* begin Quoted passage *

What guarantees can a one-party state make that wise counsel is actually being heard and taken in the decision making process? While I was in China, the Communist Party held its four-day-long annual Central Committee meeting. Of course, the 370 top party honchos met behind closed doors. The Chinese people know that momentous decisions that will have the most serious impact on their lives are made in meetings like this, and they understand as well that their views are of little consequence to the process. The media sit obediently outside the doors of the new Forbidden City, and await the authoritative disclosure/nondisclosure at the end of the meetings, tossed by the official spokesperson like breadcrumbs to pigeons.

This year, the hot news crumb was a signal that Hu Jintao’s successor has been anointed: a 57-year-old high party functionary named Xi Jinping, one of the “princelings,” so called because of their fathers’ lineage in the revolutionary generation of Communist fighters. Xi’s qualifications for the top job, even his policy views, remain pretty much a mystery to all but those in the inner conclave – and they are not talking. Questions that perplexed outsiders might ask include: What kind of expertise is inputted into this mysterious process? What is the range of opinions permitted? How much stultifying groupthink is prevalent? We have little idea, but the sharp negative reaction to any dissenting opinions voiced from outside the party does not suggest the presence of lively and free debate within.

The imperial disdain with which the Chinese state invariably dismisses any foreign criticism of the impact of its policies on the outside world is another source of doubt about the party’s intellectual resilience. The policy of maintaining an artificially low Chinese currency to promote cheap Chinese exports to the West has been widely criticized as counterproductive on all sides: it not only impedes economic recovery in the West, which is in China’s own long-term interest, but is also destructive internally, promoting inflation and hindering the emergence of a stronger domestic market. Yet all suggestions from abroad that the currency be allowed to rise, however politely couched in the language of economic rationality, have been angrily dismissed by China as if any foreign comment is presumptuous and unacceptable.

An imperial power

This reaction calls to mind another, and perhaps even more disquieting, aspect of the politically monolithic Chinese model: its increasingly belligerent self-assertion in international relations, at least within the Asian region. Japan too once acted in very much this way, following its own rapid modernization in the 19th-century Meiji Restoration. Japan burst onto the world’s consciousness with the devastating defeat it inflicted on the Russians in the 1904−05 Russo-Japanese War. After the First World War, Japanese power expanded over Asia, leading inexorably to its fateful attack on the American Pacific fleet at Pearl Harbor in 1941. In a sense, Japan in this era was employing modern industry and modern warfare in pursuit of an expansionist foreign policy that was anachronistically feudal in conception. The disjuncture between its modernized sinews of production and killing and its traditional command structures and ways of thinking led to its catastrophic defeat in 1945, followed by yet another successful cycle of modernization, this time under the democratic capitalist model.

* end Quoted passage *
* begin Entries *

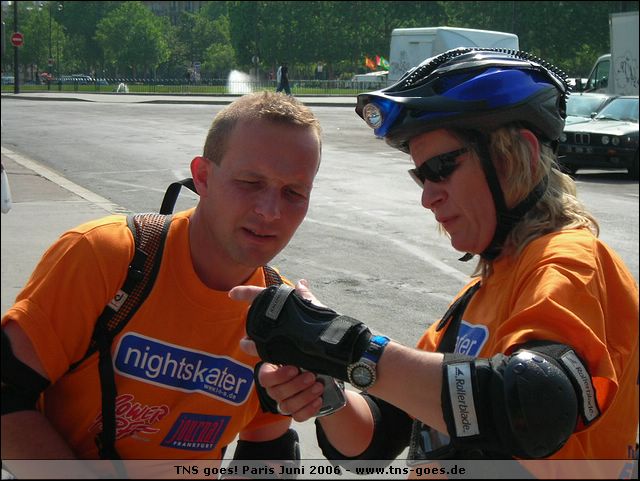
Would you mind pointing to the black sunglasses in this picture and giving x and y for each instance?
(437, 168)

* end Entries *
* begin Entries *

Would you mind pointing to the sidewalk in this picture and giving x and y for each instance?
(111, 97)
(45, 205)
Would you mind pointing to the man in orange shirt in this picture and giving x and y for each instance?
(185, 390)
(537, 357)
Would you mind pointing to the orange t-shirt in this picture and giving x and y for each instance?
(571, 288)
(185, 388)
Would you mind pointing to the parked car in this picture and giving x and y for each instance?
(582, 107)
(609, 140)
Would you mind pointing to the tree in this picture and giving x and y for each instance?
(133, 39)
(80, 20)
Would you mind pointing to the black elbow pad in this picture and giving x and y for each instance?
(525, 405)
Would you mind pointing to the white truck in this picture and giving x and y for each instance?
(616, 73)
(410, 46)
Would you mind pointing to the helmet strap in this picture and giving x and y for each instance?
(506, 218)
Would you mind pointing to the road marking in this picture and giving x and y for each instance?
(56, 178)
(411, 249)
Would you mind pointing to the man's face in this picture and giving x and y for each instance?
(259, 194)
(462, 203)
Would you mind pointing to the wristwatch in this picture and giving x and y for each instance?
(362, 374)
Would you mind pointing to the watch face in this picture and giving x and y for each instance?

* end Entries *
* begin Entries *

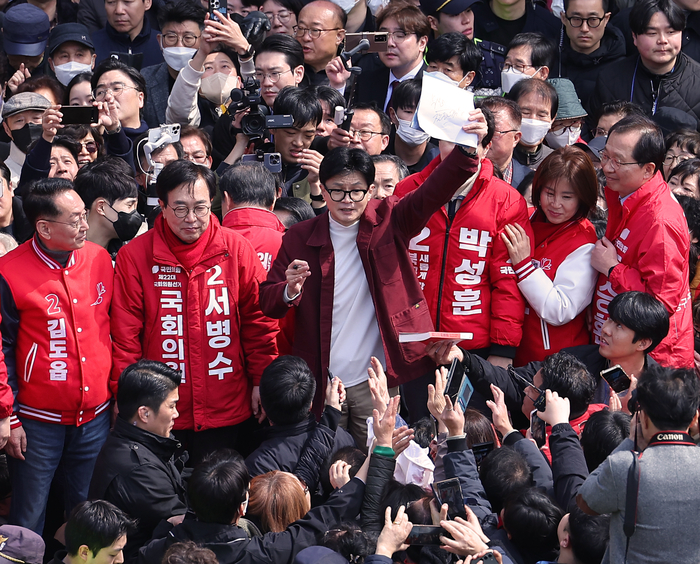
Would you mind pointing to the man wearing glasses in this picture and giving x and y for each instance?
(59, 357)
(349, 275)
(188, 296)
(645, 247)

* end Entries *

* **Short exercise 1**: In the essay on China's one-party state, who is named as Hu Jintao's successor?
* **Short exercise 2**: List every line of the records that contains the string "shirt".
The essay and the records were taken from separate, unrelated sources.

* **Task response 1**: Xi Jinping, a 57-year-old high party functionary.

* **Task response 2**:
Would you mind pointing to the man in orange shirt in this picture and giving x and y for each instance?
Would you mind pointing to the orange t-shirt in this picture and giving x and y for each instance?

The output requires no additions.